= Reading text =
%%
Ex-OC prosecutor urges judge: Don’t drop case against Newport Beach surgeon, girlfriend
A former top Orange County homicide prosecutor turned victims’ rights attorney sharply criticized efforts by the Orange County District Attorney’s Office to drop criminal charges against a Newport Beach surgeon and his girlfriend accused of drugging and raping several women.
In a court filing on Friday submitted on behalf of three alleged victims, Matt Murphy – who was arguably the most recognizable homicide prosecutor in the county prior to leaving the DAs office late last year – wrote to Orange County Superior Court Judge Gregory Jones that a dismissal of the criminal case against Dr. Grant Robicheaux and Cerissa Riley would be a “disaster for justice.”
Murphy also alleged that attorneys for Robicheaux, 39, and Riley, 32, will “continue their campaign of harassment” against their accusers if the criminal case is dropped. Judge Jones has asked for more details before deciding whether to dismiss the charges, telling attorneys last week that while the “mix of politics and prosecution” has “infected” every step of the court process, he wants to focus on the evidence.
“These women have found themselves pawns in a political battle between two District Attorneys they have never met,” Murphy wrote. “They have been subjected to shocking procedural abuses during a collateral civil case to which they are neither parties nor witnesses; they have been harassed by the defense; they have been lied to; and now publicly shamed by the newly-elected District Attorney in whom they had no choice but to place their trust. And all of this, after enduring the severe emotional trauma of the underlying sexual abuse.”
Spitzer has said an exhaustive review of the case determined that there was “not a single piece of evidence or video or photo that shows an unconscious or incapacitated woman being sexually assaulted.” He has also accused his predecessor, Tony Rackauckas, of mishandling the case in an effort to bolster his failed re-election bid, an allegation Rackauckas has denied.
%%
= Action item =
Please copy the stretch of the article about the Newport Beach surgeon case from "Murphy also alleged" through "on the evidence.", keeping every word and mark unchanged.

= Material shown =
%%
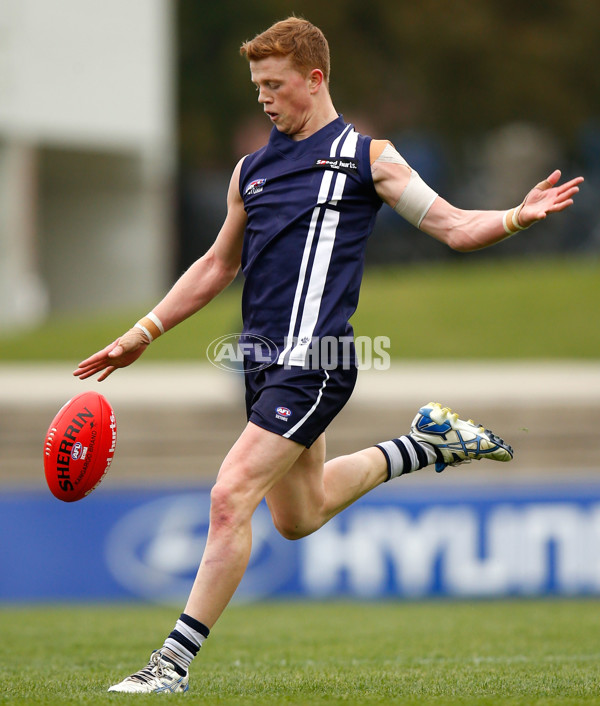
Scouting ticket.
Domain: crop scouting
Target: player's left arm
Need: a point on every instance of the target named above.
(401, 187)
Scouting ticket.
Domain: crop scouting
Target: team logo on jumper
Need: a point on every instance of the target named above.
(283, 413)
(341, 164)
(255, 187)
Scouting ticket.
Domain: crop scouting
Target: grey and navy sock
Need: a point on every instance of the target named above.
(184, 642)
(405, 455)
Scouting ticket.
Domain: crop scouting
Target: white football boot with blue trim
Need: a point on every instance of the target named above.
(157, 677)
(454, 440)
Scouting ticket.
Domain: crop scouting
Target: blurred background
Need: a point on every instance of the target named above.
(120, 124)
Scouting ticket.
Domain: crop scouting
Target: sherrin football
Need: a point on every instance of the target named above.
(79, 446)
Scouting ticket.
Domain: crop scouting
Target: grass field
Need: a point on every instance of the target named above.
(476, 308)
(499, 652)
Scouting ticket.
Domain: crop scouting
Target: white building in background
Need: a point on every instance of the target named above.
(86, 154)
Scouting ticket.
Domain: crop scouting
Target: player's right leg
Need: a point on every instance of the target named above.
(312, 492)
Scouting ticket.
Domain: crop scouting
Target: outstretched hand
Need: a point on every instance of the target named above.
(546, 197)
(119, 354)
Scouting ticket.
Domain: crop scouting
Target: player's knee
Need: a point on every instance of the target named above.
(291, 530)
(226, 507)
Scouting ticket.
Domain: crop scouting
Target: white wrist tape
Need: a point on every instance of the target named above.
(154, 318)
(417, 197)
(145, 330)
(510, 221)
(151, 325)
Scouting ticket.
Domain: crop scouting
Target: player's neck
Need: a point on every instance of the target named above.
(323, 113)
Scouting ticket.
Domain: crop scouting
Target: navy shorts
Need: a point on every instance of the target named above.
(294, 402)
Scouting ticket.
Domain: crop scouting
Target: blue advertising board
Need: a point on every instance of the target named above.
(403, 541)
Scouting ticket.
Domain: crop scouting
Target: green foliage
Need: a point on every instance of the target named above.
(484, 653)
(466, 309)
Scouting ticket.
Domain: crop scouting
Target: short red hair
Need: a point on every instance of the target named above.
(304, 43)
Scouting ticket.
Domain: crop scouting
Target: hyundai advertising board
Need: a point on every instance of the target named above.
(403, 542)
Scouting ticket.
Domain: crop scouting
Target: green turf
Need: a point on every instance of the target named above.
(469, 308)
(497, 652)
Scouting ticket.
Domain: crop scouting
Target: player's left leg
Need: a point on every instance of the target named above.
(313, 491)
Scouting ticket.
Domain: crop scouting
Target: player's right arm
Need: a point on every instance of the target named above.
(206, 278)
(402, 188)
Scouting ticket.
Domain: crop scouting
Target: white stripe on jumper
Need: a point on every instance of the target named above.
(321, 199)
(310, 411)
(318, 275)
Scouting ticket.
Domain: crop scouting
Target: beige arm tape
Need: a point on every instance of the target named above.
(151, 325)
(417, 197)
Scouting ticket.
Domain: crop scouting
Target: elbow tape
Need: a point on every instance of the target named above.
(416, 200)
(417, 197)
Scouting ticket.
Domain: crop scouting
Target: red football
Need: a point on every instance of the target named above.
(79, 446)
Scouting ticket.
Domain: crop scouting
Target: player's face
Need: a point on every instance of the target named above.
(284, 93)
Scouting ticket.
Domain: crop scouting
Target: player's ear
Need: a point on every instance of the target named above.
(315, 80)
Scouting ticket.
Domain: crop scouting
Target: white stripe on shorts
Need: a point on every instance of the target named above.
(310, 411)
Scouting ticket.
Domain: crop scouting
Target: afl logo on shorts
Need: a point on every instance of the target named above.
(283, 413)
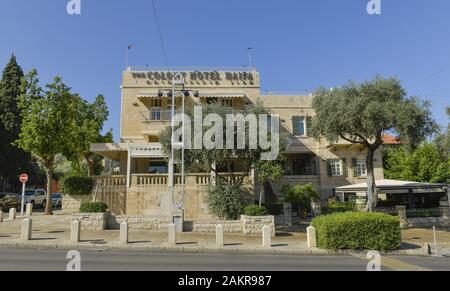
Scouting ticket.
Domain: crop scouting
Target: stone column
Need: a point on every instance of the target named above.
(172, 235)
(287, 206)
(124, 233)
(219, 235)
(12, 213)
(402, 214)
(29, 211)
(311, 237)
(26, 231)
(267, 236)
(75, 231)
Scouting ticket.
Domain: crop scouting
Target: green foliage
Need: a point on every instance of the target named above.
(424, 164)
(228, 200)
(420, 213)
(13, 160)
(93, 207)
(255, 210)
(77, 185)
(362, 113)
(300, 195)
(339, 207)
(358, 231)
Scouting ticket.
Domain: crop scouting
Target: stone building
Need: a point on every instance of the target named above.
(141, 184)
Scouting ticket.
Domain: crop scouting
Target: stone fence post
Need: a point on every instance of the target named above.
(402, 215)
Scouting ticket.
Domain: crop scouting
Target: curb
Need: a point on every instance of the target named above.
(193, 250)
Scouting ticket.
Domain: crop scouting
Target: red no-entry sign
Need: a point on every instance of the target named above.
(23, 178)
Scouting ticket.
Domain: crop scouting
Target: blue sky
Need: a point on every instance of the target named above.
(298, 44)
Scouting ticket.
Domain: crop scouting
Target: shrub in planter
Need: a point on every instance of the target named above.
(255, 210)
(358, 231)
(93, 207)
(77, 185)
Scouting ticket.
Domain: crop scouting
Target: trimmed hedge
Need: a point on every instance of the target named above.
(93, 207)
(358, 231)
(77, 185)
(255, 210)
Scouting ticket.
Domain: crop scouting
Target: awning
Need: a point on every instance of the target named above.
(394, 185)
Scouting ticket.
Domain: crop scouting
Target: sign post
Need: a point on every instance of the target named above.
(24, 179)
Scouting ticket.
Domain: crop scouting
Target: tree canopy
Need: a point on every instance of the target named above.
(361, 113)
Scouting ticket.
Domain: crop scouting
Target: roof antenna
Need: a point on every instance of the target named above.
(250, 51)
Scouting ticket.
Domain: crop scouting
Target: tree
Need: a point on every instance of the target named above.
(268, 171)
(89, 121)
(13, 160)
(424, 164)
(228, 187)
(362, 113)
(48, 123)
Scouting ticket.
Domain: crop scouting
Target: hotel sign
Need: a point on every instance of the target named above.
(197, 78)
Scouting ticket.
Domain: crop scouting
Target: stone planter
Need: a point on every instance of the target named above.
(92, 221)
(253, 225)
(71, 204)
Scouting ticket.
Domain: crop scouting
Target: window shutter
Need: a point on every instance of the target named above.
(355, 167)
(344, 168)
(329, 170)
(308, 125)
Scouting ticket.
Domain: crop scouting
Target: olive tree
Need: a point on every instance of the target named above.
(361, 113)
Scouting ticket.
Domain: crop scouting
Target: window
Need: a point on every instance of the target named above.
(335, 168)
(155, 110)
(360, 167)
(298, 125)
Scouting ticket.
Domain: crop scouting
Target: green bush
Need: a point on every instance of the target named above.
(77, 185)
(93, 207)
(255, 210)
(228, 201)
(339, 207)
(358, 231)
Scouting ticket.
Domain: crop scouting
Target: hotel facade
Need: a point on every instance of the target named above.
(139, 185)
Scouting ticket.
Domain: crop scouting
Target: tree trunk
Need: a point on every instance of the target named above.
(90, 165)
(372, 195)
(48, 206)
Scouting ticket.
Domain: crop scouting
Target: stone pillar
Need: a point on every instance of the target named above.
(29, 211)
(287, 206)
(124, 233)
(26, 231)
(75, 231)
(445, 212)
(172, 235)
(402, 214)
(12, 213)
(267, 236)
(219, 235)
(311, 237)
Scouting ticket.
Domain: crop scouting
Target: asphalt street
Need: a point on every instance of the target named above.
(56, 260)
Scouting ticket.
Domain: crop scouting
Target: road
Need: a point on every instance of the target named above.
(55, 260)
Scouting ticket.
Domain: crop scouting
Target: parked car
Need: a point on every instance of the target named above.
(9, 201)
(36, 197)
(57, 200)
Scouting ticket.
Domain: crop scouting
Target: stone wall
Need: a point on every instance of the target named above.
(140, 223)
(92, 221)
(229, 226)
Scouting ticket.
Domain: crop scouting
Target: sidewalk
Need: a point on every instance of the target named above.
(53, 232)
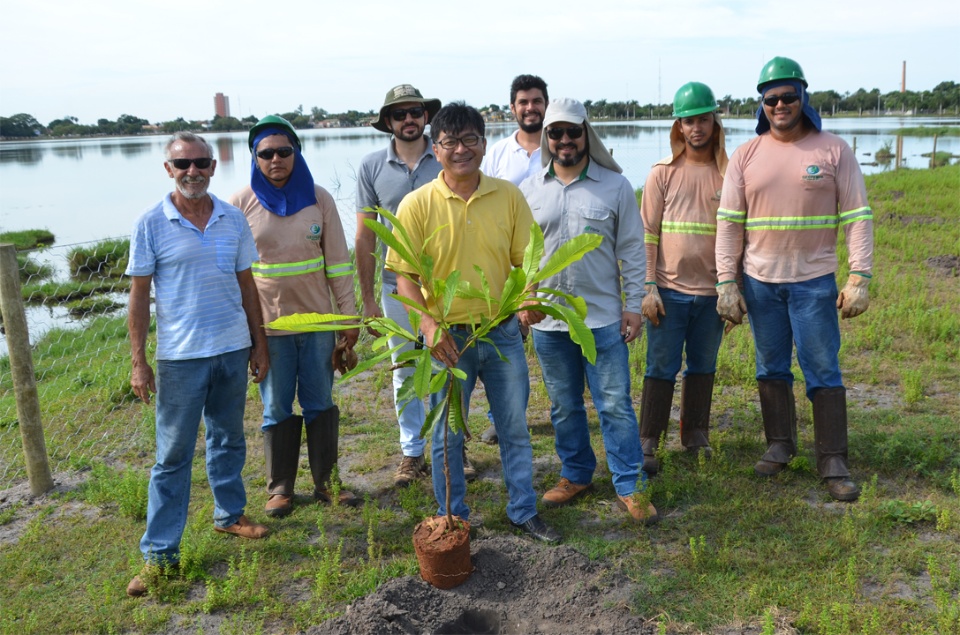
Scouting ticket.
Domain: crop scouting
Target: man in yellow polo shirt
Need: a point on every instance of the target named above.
(474, 221)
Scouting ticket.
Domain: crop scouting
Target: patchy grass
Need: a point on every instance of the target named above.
(776, 554)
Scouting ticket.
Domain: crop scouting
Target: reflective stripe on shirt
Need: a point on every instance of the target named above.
(287, 268)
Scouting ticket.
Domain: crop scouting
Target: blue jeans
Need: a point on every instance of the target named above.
(300, 365)
(216, 389)
(508, 391)
(564, 368)
(801, 313)
(690, 320)
(410, 414)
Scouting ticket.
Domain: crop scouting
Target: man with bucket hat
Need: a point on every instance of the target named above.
(785, 195)
(384, 178)
(580, 189)
(303, 259)
(679, 210)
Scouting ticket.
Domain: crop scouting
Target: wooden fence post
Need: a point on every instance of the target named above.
(21, 369)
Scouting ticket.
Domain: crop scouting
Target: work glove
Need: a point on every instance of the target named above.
(344, 357)
(854, 298)
(730, 304)
(652, 307)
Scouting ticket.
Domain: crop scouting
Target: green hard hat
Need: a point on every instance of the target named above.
(692, 99)
(780, 68)
(275, 122)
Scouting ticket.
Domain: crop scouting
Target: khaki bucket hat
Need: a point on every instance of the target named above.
(402, 94)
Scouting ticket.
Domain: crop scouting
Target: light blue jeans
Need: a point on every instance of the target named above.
(508, 390)
(691, 320)
(564, 369)
(301, 366)
(214, 388)
(801, 313)
(410, 414)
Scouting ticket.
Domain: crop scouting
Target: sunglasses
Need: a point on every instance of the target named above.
(786, 98)
(450, 143)
(574, 132)
(401, 113)
(267, 154)
(184, 164)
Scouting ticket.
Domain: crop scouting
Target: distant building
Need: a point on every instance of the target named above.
(221, 105)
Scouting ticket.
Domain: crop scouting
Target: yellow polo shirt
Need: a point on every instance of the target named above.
(489, 231)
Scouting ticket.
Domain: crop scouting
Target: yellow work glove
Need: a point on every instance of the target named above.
(730, 304)
(854, 298)
(652, 307)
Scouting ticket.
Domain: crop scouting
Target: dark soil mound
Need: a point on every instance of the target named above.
(517, 587)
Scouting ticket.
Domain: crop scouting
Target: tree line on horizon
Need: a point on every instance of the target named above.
(943, 98)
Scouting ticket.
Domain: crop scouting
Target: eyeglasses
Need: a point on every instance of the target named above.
(574, 132)
(786, 98)
(450, 143)
(399, 114)
(267, 153)
(184, 164)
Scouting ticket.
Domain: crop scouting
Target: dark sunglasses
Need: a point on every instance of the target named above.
(786, 98)
(401, 113)
(267, 154)
(574, 132)
(184, 164)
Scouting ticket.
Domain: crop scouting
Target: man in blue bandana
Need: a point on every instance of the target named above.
(303, 260)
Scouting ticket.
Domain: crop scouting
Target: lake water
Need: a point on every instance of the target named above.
(90, 189)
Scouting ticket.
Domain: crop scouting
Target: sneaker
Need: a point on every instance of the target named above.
(244, 528)
(469, 472)
(564, 492)
(410, 468)
(641, 511)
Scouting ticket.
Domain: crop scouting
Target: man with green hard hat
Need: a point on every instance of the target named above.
(679, 211)
(786, 194)
(303, 267)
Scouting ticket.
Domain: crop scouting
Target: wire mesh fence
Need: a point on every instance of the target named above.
(74, 300)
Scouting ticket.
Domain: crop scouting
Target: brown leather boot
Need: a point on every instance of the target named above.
(778, 408)
(281, 454)
(655, 405)
(696, 396)
(322, 439)
(830, 440)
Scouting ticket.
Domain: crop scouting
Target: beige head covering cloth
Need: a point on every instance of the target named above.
(572, 111)
(678, 145)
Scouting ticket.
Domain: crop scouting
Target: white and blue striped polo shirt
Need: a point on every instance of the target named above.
(199, 313)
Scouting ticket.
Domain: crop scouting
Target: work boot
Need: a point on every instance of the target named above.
(281, 453)
(655, 405)
(410, 469)
(779, 413)
(830, 440)
(564, 492)
(696, 395)
(469, 472)
(322, 438)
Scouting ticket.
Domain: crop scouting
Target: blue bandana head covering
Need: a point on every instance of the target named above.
(297, 193)
(763, 124)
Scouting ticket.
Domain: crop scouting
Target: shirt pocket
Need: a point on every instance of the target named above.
(596, 219)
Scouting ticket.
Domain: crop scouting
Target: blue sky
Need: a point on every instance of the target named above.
(161, 60)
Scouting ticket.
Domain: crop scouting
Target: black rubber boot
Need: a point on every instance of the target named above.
(779, 411)
(281, 454)
(830, 440)
(655, 405)
(696, 396)
(322, 438)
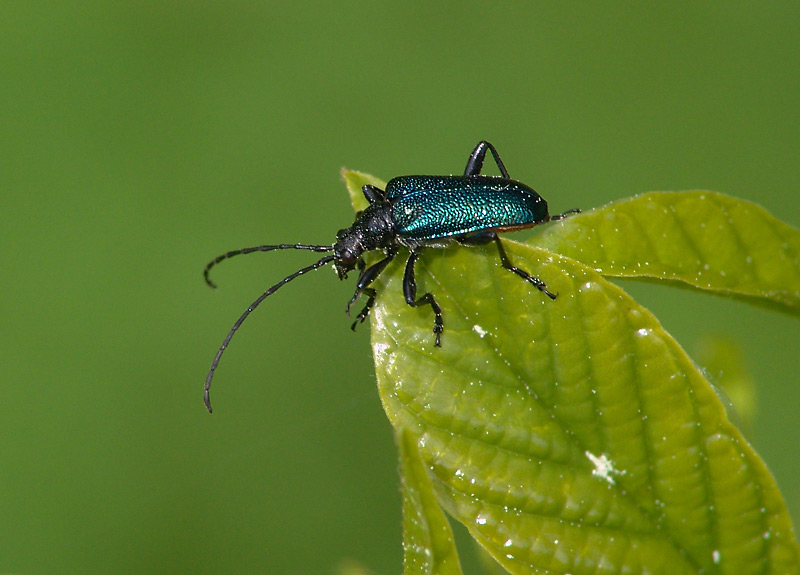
%%
= Answer section =
Murphy also alleged that attorneys for Robicheaux, 39, and Riley, 32, will “continue their campaign of harassment” against their accusers if the criminal case is dropped. Judge Jones has asked for more details before deciding whether to dismiss the charges, telling attorneys last week that while the “mix of politics and prosecution” has “infected” every step of the court process, he wants to focus on the evidence.